■ Problem statement ■
Print all of the data exactly as written.

■ Entries shown ■
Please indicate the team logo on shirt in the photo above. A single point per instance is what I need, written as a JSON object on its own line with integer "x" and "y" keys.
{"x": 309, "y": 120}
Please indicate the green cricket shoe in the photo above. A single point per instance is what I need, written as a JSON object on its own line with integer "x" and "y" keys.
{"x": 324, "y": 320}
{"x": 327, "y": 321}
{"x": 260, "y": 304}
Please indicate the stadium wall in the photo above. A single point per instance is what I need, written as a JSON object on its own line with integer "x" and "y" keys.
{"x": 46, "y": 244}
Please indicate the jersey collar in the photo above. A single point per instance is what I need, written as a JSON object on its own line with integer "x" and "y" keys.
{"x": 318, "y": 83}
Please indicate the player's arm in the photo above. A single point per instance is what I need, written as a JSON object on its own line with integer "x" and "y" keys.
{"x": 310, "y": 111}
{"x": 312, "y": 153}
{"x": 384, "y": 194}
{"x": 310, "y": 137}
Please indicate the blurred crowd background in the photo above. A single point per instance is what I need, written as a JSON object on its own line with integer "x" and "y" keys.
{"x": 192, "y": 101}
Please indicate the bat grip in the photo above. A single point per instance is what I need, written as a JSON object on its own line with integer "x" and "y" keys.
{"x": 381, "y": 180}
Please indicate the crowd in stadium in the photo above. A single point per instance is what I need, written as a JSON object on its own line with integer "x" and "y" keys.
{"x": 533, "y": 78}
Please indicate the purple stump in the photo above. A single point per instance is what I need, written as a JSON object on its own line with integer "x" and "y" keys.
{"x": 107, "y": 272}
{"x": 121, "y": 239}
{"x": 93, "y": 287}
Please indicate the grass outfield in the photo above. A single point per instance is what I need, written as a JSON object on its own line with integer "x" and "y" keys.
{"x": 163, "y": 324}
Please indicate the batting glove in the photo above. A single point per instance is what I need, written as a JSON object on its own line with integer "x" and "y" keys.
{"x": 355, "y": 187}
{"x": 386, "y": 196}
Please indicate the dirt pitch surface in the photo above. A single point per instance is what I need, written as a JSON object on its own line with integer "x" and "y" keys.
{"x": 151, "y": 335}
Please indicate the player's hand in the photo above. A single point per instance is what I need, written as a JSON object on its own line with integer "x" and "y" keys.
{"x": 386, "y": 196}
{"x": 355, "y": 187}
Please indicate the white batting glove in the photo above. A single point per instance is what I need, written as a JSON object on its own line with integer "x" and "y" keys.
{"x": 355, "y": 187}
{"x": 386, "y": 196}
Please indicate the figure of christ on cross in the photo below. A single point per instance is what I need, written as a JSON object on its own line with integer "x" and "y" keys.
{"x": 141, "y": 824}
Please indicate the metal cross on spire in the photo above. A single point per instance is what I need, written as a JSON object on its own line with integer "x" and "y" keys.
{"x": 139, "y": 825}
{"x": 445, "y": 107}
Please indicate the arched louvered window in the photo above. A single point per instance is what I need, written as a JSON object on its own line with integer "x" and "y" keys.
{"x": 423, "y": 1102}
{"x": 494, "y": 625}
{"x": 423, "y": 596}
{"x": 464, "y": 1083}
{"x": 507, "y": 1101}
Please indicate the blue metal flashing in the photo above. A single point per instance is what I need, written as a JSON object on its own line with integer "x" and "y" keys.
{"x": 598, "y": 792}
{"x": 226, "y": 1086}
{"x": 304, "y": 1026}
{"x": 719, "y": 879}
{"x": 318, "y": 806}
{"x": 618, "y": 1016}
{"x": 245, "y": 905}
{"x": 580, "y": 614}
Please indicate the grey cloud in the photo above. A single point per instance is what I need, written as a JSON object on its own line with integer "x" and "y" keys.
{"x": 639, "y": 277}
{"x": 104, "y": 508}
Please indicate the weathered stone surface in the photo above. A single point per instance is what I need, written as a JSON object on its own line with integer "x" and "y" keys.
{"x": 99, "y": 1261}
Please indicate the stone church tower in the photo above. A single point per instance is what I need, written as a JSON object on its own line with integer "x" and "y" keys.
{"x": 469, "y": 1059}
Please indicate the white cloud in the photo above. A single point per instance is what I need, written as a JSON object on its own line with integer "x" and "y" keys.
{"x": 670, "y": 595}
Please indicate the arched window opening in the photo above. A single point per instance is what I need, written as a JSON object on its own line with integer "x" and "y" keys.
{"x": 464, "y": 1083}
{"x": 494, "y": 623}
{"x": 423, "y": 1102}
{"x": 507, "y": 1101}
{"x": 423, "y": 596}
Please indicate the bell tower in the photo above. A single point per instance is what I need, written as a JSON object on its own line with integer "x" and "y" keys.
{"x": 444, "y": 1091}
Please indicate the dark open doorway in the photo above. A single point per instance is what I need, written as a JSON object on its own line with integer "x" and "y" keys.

■ The completed task ■
Please indicate the team logo on shirt in the photo above. A single point per instance is what I need, written as a JSON object on its own line with integer "x" and "y" keys.
{"x": 309, "y": 120}
Please indicate the green cricket shoe in the photo above. A single point per instance is what I need, written as a JSON object on its own line with integer "x" and "y" keys.
{"x": 324, "y": 320}
{"x": 327, "y": 321}
{"x": 260, "y": 304}
Please indicate the stadium wall in the photo above. A single point per instance is what I need, written as a JSON object on its own line with integer "x" and "y" keys.
{"x": 46, "y": 244}
Please indicate the jersey collar in the photo above. A single point per instance is what I need, written as a JSON object on its own line with integer "x" and "y" keys.
{"x": 318, "y": 83}
Please indicate the player's arm in the photo above. A single point per instance is what I need, written as a JSON object on its own line with integer "x" and "y" keys.
{"x": 310, "y": 111}
{"x": 312, "y": 153}
{"x": 384, "y": 194}
{"x": 310, "y": 137}
Please indicate the blurred crowd background in the photo above. A single point per instance is what I need, written as a JSON object on its own line with integer "x" and "y" keys.
{"x": 192, "y": 101}
Please indicate the bat grip in the photo above. A single point per instance is what I need, written as a JSON object on its own line with integer "x" and "y" keys.
{"x": 381, "y": 180}
Please indicate the crowd in stadium in the photo above. A single point per instance is what I need, written as a JSON object on its own line with integer "x" and "y" keys.
{"x": 533, "y": 78}
Please indicate the purple stump in the photo above. A single point per instance is what I need, written as a JSON object on its own line with integer "x" and "y" keys.
{"x": 107, "y": 272}
{"x": 121, "y": 239}
{"x": 93, "y": 287}
Please indicate the grass outfield in the photo above. A single point per instance is what I need, written as a JSON object on its own line with integer "x" and "y" keys.
{"x": 163, "y": 324}
Please indicate the batting glove in the photo above. A single point per instance is what I need, written as a JSON object on its own line with integer "x" and "y" keys.
{"x": 355, "y": 187}
{"x": 386, "y": 196}
Please indicate the dirt pitch surface in the photo above. A single point per instance is what I need, written as a JSON object on its own line with integer "x" and "y" keys.
{"x": 151, "y": 335}
Please indicate the player's hand in the photo above. A single point per instance is what I need, written as a JSON object on its own line with integer "x" and "y" keys.
{"x": 386, "y": 196}
{"x": 355, "y": 187}
Please indicate the white batting glove in the photo above. A single point per instance is what I need, written as a JSON object on its own line with integer "x" and "y" keys.
{"x": 355, "y": 187}
{"x": 386, "y": 196}
Please indicate the figure of christ on cross in the photo below. A single point per instance is what I need, written as a JSON object on its own line with integer "x" and "y" keys.
{"x": 141, "y": 824}
Please indicate the metal cross on spire in the photo above. A single point per instance is what I need, written as a JSON object on its own line with integer "x" and "y" keys.
{"x": 139, "y": 825}
{"x": 445, "y": 107}
Please indicate the arched louvered window in the photo above. A single point per instance is what I need, written as a JSON object on its own line with integer "x" and "y" keys.
{"x": 423, "y": 1102}
{"x": 494, "y": 625}
{"x": 423, "y": 596}
{"x": 464, "y": 1083}
{"x": 507, "y": 1101}
Please indicate the blue metal flashing in the photo above. A single point per instance is what I need, written as a JSON object on its own line with integer "x" and "y" keys.
{"x": 598, "y": 792}
{"x": 226, "y": 1086}
{"x": 304, "y": 1026}
{"x": 719, "y": 879}
{"x": 318, "y": 806}
{"x": 618, "y": 1016}
{"x": 245, "y": 905}
{"x": 580, "y": 614}
Please indicate the grey cloud in the photo above. A single point per instance is what I need, written as a JSON object on its own line with integer "x" and "y" keys.
{"x": 639, "y": 277}
{"x": 104, "y": 508}
Please indicate the weathered stone surface in the photo above. A single point per instance is what I need, written as a JSON object on its own line with integer "x" and "y" keys.
{"x": 99, "y": 1261}
Please indicate the stone church tower in the photo above. A single point per instance is what I need, written as a JSON object on its own line with integer "x" and "y" keys.
{"x": 469, "y": 1059}
Please indicate the white cloud in the photo above. A single point per instance is what I need, written as a JSON object on its own line with integer "x" and "y" keys.
{"x": 670, "y": 595}
Please indicate the arched window opening in the photo above. A single point per instance is what I need, written as a JSON object on its own line with integer "x" and "y" keys.
{"x": 464, "y": 1083}
{"x": 494, "y": 623}
{"x": 423, "y": 1102}
{"x": 507, "y": 1101}
{"x": 423, "y": 596}
Please indicate the bell tower in the photo above. A single point per instance is what I need, written as a JSON object on its own line with integer "x" and "y" keys.
{"x": 444, "y": 1091}
Please indicate the dark open doorway in the photo above. A single point per instance is what I need, written as a JSON object on its own line with integer "x" and "y" keys.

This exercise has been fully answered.